## REQUIREMENT
Output the material beneath this task exactly, images excluded.

• • •

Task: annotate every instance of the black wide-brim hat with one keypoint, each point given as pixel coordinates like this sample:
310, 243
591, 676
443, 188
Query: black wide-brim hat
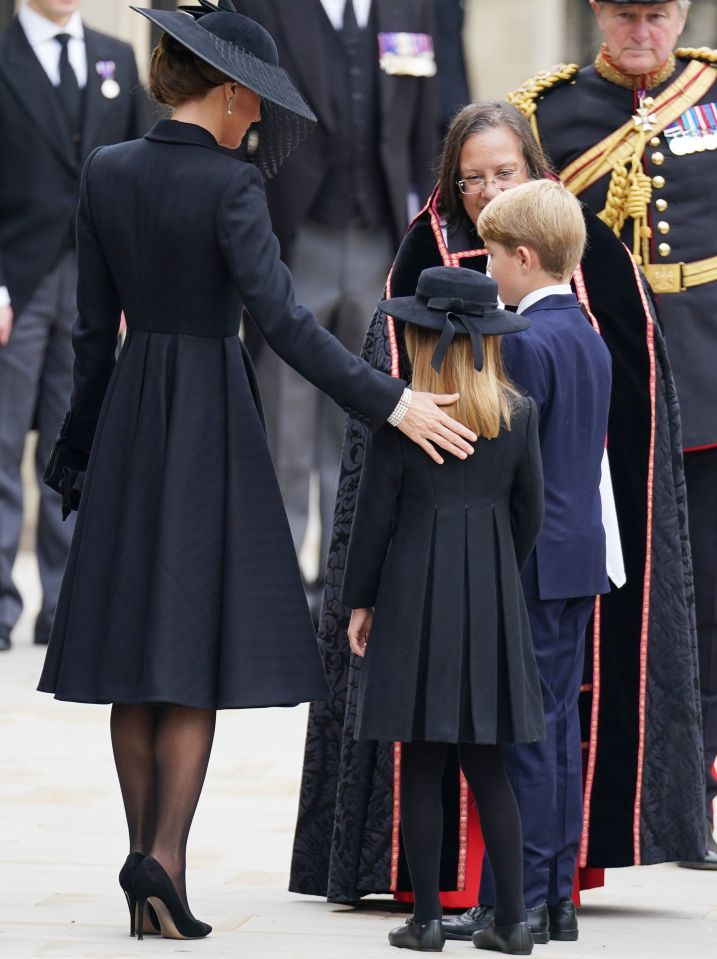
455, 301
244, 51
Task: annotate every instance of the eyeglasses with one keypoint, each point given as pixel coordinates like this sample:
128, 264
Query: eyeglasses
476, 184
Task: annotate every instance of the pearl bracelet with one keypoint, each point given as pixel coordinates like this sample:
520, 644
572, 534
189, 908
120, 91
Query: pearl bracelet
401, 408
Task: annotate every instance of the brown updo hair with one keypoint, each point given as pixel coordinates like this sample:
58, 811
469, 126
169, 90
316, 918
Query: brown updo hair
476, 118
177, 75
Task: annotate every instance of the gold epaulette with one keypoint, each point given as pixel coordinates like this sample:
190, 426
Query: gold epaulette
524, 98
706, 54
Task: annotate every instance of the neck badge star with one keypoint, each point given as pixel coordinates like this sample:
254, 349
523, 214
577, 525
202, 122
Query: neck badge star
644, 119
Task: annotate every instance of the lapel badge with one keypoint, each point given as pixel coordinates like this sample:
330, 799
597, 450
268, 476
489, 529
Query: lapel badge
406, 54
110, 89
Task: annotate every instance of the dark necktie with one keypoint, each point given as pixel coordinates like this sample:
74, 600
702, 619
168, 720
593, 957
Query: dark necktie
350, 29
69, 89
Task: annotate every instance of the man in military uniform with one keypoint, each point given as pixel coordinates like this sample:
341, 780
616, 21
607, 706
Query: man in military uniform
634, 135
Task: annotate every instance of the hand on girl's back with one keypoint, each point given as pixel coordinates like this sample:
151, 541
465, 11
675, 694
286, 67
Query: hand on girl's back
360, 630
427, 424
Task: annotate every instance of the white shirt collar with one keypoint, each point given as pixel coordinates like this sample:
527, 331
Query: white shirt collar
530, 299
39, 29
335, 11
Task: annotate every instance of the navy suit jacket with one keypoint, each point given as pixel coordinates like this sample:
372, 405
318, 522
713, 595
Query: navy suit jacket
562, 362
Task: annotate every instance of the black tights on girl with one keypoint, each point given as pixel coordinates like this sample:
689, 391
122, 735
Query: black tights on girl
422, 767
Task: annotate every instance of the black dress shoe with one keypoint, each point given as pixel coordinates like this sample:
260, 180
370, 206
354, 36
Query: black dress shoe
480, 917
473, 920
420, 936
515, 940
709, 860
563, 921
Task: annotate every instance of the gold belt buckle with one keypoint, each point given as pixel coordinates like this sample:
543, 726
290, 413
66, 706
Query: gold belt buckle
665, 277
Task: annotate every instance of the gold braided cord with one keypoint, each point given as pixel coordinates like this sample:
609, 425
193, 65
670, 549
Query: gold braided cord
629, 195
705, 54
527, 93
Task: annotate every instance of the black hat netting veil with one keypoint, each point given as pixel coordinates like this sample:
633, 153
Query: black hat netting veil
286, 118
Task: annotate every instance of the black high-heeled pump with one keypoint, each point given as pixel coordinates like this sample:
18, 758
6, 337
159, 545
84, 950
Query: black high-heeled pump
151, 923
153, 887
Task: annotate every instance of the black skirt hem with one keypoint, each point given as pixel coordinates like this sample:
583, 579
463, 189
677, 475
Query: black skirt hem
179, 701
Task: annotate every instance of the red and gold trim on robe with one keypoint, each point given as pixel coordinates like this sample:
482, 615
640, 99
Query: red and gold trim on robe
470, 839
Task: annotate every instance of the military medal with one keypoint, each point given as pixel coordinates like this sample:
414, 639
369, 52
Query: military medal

• • •

## SOLUTION BELOW
Task: annotate every instance of the black wide-brim hat with one keypoint, each point given as pixel coordinates like this sample:
310, 243
591, 676
443, 188
Query: black wide-brim hat
455, 301
244, 51
Task: annotate every instance of the eyeglasses with one keypoint, each point given as pixel coordinates like this sample:
128, 264
Query: eyeglasses
476, 184
Task: annotate every instance of the pearl bracelet with one keypoint, each point given as pixel coordinates like this sample:
520, 644
572, 534
189, 908
120, 91
Query: pearl bracelet
401, 408
Task: annotate every instance of the brown updo hair with one keypoint, each point given as pixel coordinates like this sample:
58, 811
469, 126
169, 90
316, 918
Query: brown updo hair
476, 118
177, 75
Task: annotate every instance of the gold epaulette with one keypoint, each point given as pixel coordinates like this sample:
190, 426
Query: gold epaulette
524, 98
706, 54
Task: annotate every instance of the neck badge star with one keypoint, each point given as pixel coordinates like this sample:
254, 349
523, 214
577, 525
202, 122
Query: neck badge star
644, 119
Task: annotate every instance of the lapel badge with one keypoint, each point given as pixel coordinates like this sample:
330, 799
597, 450
268, 476
489, 529
Query: lapel badge
406, 54
110, 89
Task: annotate every instance of the dark necktie with one keypoint, each point given as pixel coordinates like this sample:
74, 600
702, 619
168, 720
593, 957
Query: dark necktie
350, 29
69, 89
Task: annotate every instance of the man in military uniform with one keypoint, each point given as pixel coordinates like this sample:
341, 780
616, 21
607, 706
Query: man in military uniform
634, 135
Task: annotate every instance of the hand on girl's back with one keypoint, each point given as pixel coordinates like this sample:
151, 541
465, 11
675, 694
286, 67
Query: hand on girl's back
360, 630
427, 424
Task: annotate every instance of the white shirt collar with one keypoint, each point given as pixel coordinates like this sample:
527, 331
Query: white shirt collar
530, 299
39, 29
335, 11
Task: annotate every instance of the navy suit jacket with one keypoint, each point given as pixel coordinates like this sample:
372, 405
318, 522
713, 595
Query: navy suit jacket
562, 362
Task: annotate every instance of the black tights on girl with one keypoint, each point given as pixel coordinates like this sample:
689, 391
122, 735
Query: black tights on girl
422, 767
Task: annotate every instance of the black dress shoe with one keypoint, each point given as pixel coordinates like this sample:
260, 180
370, 206
354, 36
Query: black dress shoe
480, 917
473, 920
420, 936
515, 940
709, 860
563, 921
Task: annotate every instance of the gold belt buckle with one keypoint, each point given as pixel coordinates like this sample:
543, 726
290, 413
66, 706
Query: gold belt buckle
665, 277
Task: annotate every instance of the gold braided cord with one keypoint, each point given as pixel coordinates like this sample:
609, 425
193, 65
670, 549
Query: gold braided cord
629, 195
705, 54
527, 93
Task: annotate every instance of the black hat netting veil with one keypoint, each point given as pixel coordinates like this sample:
633, 153
Query: black hat netting veil
286, 118
Task: annotate every instance of the black high-heeled pump with one keypoint, each point given as pixel coordinates like this sample:
18, 758
6, 337
159, 545
84, 950
Query: black high-heeled pump
151, 923
153, 887
Task: annotate every instance of the black skirt hem with one keypoint, each point given as pixel coordinates like this sample:
583, 579
463, 189
677, 475
Query: black skirt hem
179, 701
Task: annotate every instance of the red and gold trim on robe with one keypoint, each point given as pixel coordinates like this sample:
482, 615
640, 99
Query: red and gold trim on robe
470, 839
Task: annotate every instance of the military medal with one keypoint, each point given as pixel coordinates like this sample:
414, 639
369, 52
Query: military medal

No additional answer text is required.